Heiligenverehrung

Was die H. historisch, kultur- und sozialgeschichtlich ganz allgemein betrifft hat, wird im Lexikon der Heiligen und der Heiligenverehrung beschrieben. Die Geschichte der christlichen H. beginnt mit der Märtyrerverehrung, deren frühestes Zeugnis das Martyrium des hl. Polykarp, des Schülers des hl. Johannes, um 160 ist. Unter dem Einfluss des Clemens von Alexandrien (um 150-230) und anderen galten die Bekenner, die wegen ihrer Standhaftigkeit im Glauben gefoltert wurden, bald als eine den Märtyrern vergleichbare Gruppe. Schon früh ist auch die Rede von Gedächtnisfeiern für Asketen oder Bischöfe, wie das Fest des hl. Antonius († 356), das noch zu Lebzeiten des hl. Hilarion († 372) bezeugt ist. Die erste vom Papst vorgenommene Heiligsprechung war hingegen jene von Bischof Ulrich von Augsburg am 31.01.993 durch Johannes XV.
Die H. ist nicht an rituell festgelegte Rahmenbedingungen gebunden und in einzelnen Regionen unterschiedlich ausgeprägt. Es gibt jedoch gemeinsame Elemente: Wallfahrten, Gebete, Heiligenbilder, Devotionalien wie Kerzen oder Votivbilder. Im Alltag bzw. in Krisensituationen dienen Heilige häufig als Nothelfer, Schutzheilige oder Patrone.
Statuen sind in der religiösen Praxis Symbol für eine verheißungsvolle Wunderkraft und dienen bei Festen und Prozessionen als theatralisches Symbol. Legenden, Erzählungen, Lieder und Heiligenviten mahnen an die Vorbildfunktion der Heiligen.
Der Heiligenkult ist nicht zuletzt nur eine religiöse, sondern auch eine gesellschaftliche Kraft im Schnittpunkt individueller, religiöser und politischer Identitätsbildung. Ein schlagendes Beispiel ist die hl. Rosalia, die Stadtpatronin von Palermo. Sie gilt als Intergrationsfigur unterschiedlicher sozialer Gruppen, die gegen die mafiosen Strukturen in der sizialianischen Gesellschaft ankämpfen.

Lit.: Dinzelbacher, Peter/Bauer, Dieter R. (Hrsg.): Heiligenverehrung in Geschichte und Gegenwart. Ostfildern: Schwabenverlag, 1990; Lexikon der Heiligen und der Heiligenverehrung: Lexikon für Theologie und Kirche kompakt. Freiburg i.Br: Herder, 2003.

#####

• **GELESENES ANWENDEN**
**1.** Wann fand laut dem Textauszug die erste vom Papst vorgenommene Heiligsprechung statt?
**2.** Fasse den Absatz im Textauszug, der mit „Die H. ist nicht an rituell festgelegte“ beginnt, als kurze Liste zusammen und behalte dabei seine wichtigsten Aussagen bei.
**3.** Gib im Textauszug den Abschnitt von „Die H. ist nicht“ bis „Vorbildfunktion der Heiligen.“ erneut wieder und benenne dabei „Votivbilder“ in „Weihebilder“ um.

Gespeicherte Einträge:
#####

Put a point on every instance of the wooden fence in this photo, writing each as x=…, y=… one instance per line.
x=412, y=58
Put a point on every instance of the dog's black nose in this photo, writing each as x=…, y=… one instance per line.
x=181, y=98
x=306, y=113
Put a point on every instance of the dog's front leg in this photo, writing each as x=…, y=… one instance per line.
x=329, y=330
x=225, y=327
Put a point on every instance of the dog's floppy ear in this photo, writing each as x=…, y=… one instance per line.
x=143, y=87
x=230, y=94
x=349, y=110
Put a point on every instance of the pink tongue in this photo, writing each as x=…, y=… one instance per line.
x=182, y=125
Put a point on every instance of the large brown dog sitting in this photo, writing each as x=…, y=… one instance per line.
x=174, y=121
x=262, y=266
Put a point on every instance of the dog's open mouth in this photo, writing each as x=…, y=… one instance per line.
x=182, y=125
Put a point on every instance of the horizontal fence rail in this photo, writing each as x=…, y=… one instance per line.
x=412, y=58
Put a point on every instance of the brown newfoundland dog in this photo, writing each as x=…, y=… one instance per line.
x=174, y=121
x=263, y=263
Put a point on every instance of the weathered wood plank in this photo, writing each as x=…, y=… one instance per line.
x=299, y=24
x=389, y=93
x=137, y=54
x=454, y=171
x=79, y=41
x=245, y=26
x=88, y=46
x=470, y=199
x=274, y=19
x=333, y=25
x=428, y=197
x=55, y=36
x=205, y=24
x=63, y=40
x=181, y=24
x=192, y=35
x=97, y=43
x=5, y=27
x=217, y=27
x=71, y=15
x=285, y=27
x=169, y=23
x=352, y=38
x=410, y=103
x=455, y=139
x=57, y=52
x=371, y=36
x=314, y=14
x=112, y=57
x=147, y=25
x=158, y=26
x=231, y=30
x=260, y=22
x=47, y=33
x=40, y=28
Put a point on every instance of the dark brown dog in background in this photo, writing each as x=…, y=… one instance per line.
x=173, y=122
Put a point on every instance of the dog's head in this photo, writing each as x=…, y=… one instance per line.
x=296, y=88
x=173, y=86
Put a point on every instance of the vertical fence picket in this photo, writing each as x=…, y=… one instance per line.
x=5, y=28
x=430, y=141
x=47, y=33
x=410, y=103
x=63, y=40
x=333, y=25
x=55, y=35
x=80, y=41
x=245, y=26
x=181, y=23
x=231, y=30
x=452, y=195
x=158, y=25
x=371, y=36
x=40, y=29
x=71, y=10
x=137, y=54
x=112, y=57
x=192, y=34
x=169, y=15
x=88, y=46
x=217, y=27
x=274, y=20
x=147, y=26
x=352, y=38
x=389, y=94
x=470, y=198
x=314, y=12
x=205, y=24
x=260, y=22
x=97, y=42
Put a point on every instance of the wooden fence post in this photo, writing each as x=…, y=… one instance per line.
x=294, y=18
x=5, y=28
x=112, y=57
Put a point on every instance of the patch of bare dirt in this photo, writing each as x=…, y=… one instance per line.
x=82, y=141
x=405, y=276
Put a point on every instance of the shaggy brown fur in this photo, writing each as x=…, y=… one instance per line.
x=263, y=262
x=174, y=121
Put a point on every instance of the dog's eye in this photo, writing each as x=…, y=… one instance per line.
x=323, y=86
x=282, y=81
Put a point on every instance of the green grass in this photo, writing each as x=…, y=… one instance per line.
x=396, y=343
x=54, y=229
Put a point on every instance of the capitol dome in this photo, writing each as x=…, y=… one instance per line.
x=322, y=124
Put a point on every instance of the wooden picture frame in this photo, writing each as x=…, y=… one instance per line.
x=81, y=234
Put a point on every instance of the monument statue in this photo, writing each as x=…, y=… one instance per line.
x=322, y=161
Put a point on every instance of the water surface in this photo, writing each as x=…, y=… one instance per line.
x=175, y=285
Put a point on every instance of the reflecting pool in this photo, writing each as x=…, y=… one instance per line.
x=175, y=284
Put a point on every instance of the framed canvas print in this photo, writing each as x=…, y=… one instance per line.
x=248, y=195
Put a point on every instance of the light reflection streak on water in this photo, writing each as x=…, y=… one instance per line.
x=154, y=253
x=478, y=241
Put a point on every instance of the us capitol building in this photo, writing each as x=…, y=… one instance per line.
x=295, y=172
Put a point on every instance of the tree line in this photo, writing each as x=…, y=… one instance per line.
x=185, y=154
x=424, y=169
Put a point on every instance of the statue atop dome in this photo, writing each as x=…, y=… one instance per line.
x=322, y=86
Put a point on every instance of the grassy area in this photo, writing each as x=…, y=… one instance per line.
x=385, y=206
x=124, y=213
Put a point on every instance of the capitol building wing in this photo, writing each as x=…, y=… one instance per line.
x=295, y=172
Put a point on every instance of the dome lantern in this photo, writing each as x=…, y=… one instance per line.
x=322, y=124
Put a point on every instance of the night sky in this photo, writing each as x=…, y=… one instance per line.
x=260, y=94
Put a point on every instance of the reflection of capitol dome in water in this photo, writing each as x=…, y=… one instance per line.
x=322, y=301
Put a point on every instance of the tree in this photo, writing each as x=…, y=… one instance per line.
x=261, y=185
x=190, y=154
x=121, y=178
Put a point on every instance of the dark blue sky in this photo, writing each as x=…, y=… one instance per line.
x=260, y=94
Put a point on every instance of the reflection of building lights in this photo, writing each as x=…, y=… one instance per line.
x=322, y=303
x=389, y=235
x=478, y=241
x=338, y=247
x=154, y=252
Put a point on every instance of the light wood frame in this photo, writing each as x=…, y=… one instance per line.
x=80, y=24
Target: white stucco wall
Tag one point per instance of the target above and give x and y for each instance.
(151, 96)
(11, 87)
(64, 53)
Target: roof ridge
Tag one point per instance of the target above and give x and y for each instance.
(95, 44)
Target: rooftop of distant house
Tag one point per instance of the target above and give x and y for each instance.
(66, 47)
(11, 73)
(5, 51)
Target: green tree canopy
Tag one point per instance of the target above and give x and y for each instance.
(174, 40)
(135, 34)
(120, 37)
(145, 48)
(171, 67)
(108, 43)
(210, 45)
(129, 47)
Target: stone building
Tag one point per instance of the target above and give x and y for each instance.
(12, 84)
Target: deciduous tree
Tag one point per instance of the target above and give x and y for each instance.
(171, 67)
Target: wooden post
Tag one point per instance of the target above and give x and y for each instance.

#####

• **ANTWORTEN JE AUFGABE**
**1.** Am 31.01.993.

**2.**
- Die Heiligenverehrung ist nicht an rituell festgelegte Rahmenbedingungen gebunden.
- Sie ist in einzelnen Regionen unterschiedlich ausgeprägt.
- Gemeinsame Elemente sind Wallfahrten, Gebete, Heiligenbilder und Devotionalien wie Kerzen oder Votivbilder.
- Im Alltag und in Krisensituationen dienen Heilige häufig als Nothelfer, Schutzheilige oder Patrone.

**3.**
Die H. ist nicht an rituell festgelegte Rahmenbedingungen gebunden und in einzelnen Regionen unterschiedlich ausgeprägt. Es gibt jedoch gemeinsame Elemente: Wallfahrten, Gebete, Heiligenbilder, Devotionalien wie Kerzen oder Weihebilder. Im Alltag bzw. in Krisensituationen dienen Heilige häufig als Nothelfer, Schutzheilige oder Patrone.
Statuen sind in der religiösen Praxis Symbol für eine verheißungsvolle Wunderkraft und dienen bei Festen und Prozessionen als theatralisches Symbol. Legenden, Erzählungen, Lieder und Heiligenviten mahnen an die Vorbildfunktion der Heiligen.